Aim of the exercise
Extract all of the entries and give them again, word for word.

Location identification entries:
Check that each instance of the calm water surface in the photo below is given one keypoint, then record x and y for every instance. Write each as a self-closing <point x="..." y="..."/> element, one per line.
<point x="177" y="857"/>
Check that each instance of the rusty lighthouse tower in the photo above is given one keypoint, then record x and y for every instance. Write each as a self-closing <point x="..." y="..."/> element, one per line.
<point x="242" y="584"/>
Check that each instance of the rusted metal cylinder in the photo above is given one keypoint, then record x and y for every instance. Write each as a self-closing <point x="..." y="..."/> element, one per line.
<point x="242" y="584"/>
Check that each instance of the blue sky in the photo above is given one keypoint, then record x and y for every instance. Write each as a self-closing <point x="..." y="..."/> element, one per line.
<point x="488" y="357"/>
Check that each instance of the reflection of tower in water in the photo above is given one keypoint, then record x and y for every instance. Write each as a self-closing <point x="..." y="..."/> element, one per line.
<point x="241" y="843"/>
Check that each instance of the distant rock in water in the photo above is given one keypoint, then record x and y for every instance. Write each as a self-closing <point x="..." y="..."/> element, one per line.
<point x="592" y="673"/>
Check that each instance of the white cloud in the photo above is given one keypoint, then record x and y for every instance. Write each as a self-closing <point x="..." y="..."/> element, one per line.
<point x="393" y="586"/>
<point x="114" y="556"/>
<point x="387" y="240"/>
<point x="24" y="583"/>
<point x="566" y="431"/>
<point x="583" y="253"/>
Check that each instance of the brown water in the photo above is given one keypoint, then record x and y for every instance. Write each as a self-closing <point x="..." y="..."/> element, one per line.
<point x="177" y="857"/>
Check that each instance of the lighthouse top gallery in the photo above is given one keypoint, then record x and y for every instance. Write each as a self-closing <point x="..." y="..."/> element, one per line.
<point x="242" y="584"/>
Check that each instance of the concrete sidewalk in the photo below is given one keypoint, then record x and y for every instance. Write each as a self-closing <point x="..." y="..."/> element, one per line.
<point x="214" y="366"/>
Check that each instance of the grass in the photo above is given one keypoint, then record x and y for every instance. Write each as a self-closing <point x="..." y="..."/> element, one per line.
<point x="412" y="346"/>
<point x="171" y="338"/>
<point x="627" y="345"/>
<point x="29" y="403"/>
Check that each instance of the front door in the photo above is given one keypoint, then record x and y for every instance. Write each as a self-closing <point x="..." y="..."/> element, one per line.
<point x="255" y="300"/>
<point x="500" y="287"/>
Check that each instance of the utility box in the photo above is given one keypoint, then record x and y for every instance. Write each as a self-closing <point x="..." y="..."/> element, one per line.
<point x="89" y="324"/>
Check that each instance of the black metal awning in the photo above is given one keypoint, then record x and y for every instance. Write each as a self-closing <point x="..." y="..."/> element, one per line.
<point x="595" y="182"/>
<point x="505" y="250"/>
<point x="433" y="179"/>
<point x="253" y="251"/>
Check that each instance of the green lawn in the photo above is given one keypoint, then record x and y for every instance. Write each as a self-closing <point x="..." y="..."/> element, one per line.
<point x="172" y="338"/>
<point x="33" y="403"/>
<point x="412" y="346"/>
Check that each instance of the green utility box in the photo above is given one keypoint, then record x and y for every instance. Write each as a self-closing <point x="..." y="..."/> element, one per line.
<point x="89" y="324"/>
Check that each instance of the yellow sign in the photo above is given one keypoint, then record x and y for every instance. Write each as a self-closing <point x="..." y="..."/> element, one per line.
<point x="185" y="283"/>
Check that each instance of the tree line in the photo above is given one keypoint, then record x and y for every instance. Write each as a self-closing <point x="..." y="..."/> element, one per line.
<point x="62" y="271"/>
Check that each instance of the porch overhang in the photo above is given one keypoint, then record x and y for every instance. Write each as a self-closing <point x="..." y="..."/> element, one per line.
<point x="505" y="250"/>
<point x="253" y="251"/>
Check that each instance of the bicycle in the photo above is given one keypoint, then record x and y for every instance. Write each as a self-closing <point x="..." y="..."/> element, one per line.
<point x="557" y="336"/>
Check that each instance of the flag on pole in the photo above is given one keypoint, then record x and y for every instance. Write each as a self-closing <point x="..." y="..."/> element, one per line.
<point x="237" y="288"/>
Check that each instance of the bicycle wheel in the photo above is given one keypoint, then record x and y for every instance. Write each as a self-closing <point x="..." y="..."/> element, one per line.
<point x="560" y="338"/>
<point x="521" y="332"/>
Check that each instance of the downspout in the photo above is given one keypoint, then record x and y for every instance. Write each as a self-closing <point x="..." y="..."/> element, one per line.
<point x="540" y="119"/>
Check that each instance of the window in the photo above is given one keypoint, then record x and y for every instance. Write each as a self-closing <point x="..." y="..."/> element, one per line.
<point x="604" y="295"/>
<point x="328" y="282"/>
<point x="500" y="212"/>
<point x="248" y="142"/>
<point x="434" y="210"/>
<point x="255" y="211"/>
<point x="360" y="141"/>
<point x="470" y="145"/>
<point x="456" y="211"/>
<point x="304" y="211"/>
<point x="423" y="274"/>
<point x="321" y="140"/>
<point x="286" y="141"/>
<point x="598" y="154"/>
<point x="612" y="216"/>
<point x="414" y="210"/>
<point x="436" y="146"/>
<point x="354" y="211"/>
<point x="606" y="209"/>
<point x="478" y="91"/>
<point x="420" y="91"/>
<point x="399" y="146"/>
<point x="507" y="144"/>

Final answer
Check that each instance of the calm water surface in the photo below is given one keypoint, then record x and y for every instance. Write each as a self-closing <point x="..." y="..."/> element, one per line.
<point x="177" y="857"/>
Check that each instance of the rusty lighthouse tower in the photo above is given one keypoint, then record x and y for every instance. Write each as a self-closing <point x="..." y="..."/> element, one per line.
<point x="242" y="584"/>
Check that each instance of the rusted metal cylinder in the photo above is given one keypoint, then record x and y for every instance. Write each as a self-closing <point x="..." y="..."/> element, one per line.
<point x="242" y="584"/>
Check that each instance of the blue sky in the photo above is given one keypoint, then record x and y for every instance. Write each as a self-closing <point x="..." y="..."/> element, one per line.
<point x="488" y="357"/>
Check that each instance of the reflection of tower in water in the photo above is given one keypoint, then record x and y for every instance. Write each as a self-closing <point x="..." y="..."/> element, one per line.
<point x="241" y="843"/>
Check that each instance of the distant rock in water in the photo above is given one keypoint, then record x and y for every instance. Write each as a self-closing <point x="..." y="..."/> element, one per line.
<point x="592" y="673"/>
Check that each instance of the white cloud in the photo above is given one keypoint, then record x and y for every instance. Write each as a self-closing <point x="..." y="..."/> element, one per line.
<point x="393" y="586"/>
<point x="114" y="556"/>
<point x="387" y="240"/>
<point x="24" y="583"/>
<point x="566" y="431"/>
<point x="583" y="253"/>
Check that each instance of the brown water in the photo above is given one keypoint, then record x and y for every instance. Write each as a self-closing <point x="..." y="..."/> element, one per line.
<point x="177" y="857"/>
Check that each instance of the lighthouse top gallery in the photo above is given one keypoint, then record x and y for every instance. Write each as a self-closing <point x="..." y="..."/> element, one per line.
<point x="242" y="584"/>
Check that each instance of the concrete sidewalk in the photo below is given one keypoint, then record x and y for every instance. Write each as a self-closing <point x="..." y="..."/> element, one per line.
<point x="214" y="366"/>
Check that each instance of the grass in the photo above is given one keypoint, then record x and y for every instance. Write each as a self-closing <point x="..." y="..."/> element, one per line.
<point x="412" y="346"/>
<point x="171" y="338"/>
<point x="627" y="345"/>
<point x="29" y="403"/>
Check that each instance of the front door in the photo above is given one keypoint, then record x and y for every instance. Write each as a self-closing <point x="..." y="..."/> element, one per line.
<point x="255" y="300"/>
<point x="500" y="287"/>
Check that each instance of the utility box in the photo above is given one keypoint, then record x and y for every instance. Write each as a self-closing <point x="..." y="..."/> element, one per line.
<point x="89" y="324"/>
Check that each instance of the black metal awning in the photo above is given one keypoint, then record x and y for every instance. Write each as a self-closing <point x="..." y="..."/> element, one per line.
<point x="595" y="182"/>
<point x="505" y="250"/>
<point x="433" y="179"/>
<point x="253" y="251"/>
Check that each instance of the green lawn in the photo above is given one keypoint, then record x and y for every instance. Write each as a self-closing <point x="..." y="..."/> element, one per line.
<point x="172" y="338"/>
<point x="33" y="403"/>
<point x="412" y="346"/>
Check that each instance of the green utility box in the photo above is given one keypoint, then record x and y for every instance. Write each as a self-closing <point x="..." y="..."/> element, one per line.
<point x="89" y="324"/>
Check that each instance of the yellow sign in the photo above is given one keypoint, then record x and y for every instance. Write each as a self-closing <point x="..." y="..."/> element, one per line.
<point x="185" y="283"/>
Check that each instance of the tree line in the photo above is given one keypoint, then record x and y for every instance. Write each as a self-closing <point x="..." y="..."/> element, one per line.
<point x="62" y="271"/>
Check that each instance of the porch overhang in the photo above is given one keypoint, then record x and y for every instance. Write each as a self-closing <point x="..." y="..."/> element, one per line.
<point x="505" y="250"/>
<point x="253" y="251"/>
Check that each instance of the bicycle in the photo above is given one keypoint, then record x and y for every instance. Write each as a self-closing <point x="..." y="..."/> element, one per line.
<point x="557" y="336"/>
Check that each instance of the flag on pole in the photo above is given one keypoint, then record x and y for every instance. Write each as a self-closing <point x="..." y="..."/> element, one per line.
<point x="237" y="288"/>
Check that each instance of the bicycle wheel in the photo above is given one keypoint, then record x and y for every instance. Write each as a self-closing <point x="..." y="..."/> element, one per line.
<point x="560" y="338"/>
<point x="521" y="332"/>
Check that each instance of the downspout in the photo above is given one keypoint, then record x and y for every instance. Write each as a self-closing <point x="..." y="..."/> element, one per line.
<point x="540" y="119"/>
Check that each instance of the window in the photo above is given one keypoint, then record x and y for every instance. Write each as a self-closing <point x="..." y="..."/> element, one per line.
<point x="604" y="295"/>
<point x="328" y="282"/>
<point x="500" y="212"/>
<point x="248" y="142"/>
<point x="434" y="210"/>
<point x="255" y="211"/>
<point x="360" y="141"/>
<point x="470" y="145"/>
<point x="456" y="211"/>
<point x="304" y="211"/>
<point x="423" y="274"/>
<point x="321" y="140"/>
<point x="286" y="141"/>
<point x="598" y="154"/>
<point x="612" y="216"/>
<point x="414" y="210"/>
<point x="436" y="146"/>
<point x="354" y="211"/>
<point x="606" y="209"/>
<point x="478" y="91"/>
<point x="420" y="91"/>
<point x="399" y="146"/>
<point x="507" y="144"/>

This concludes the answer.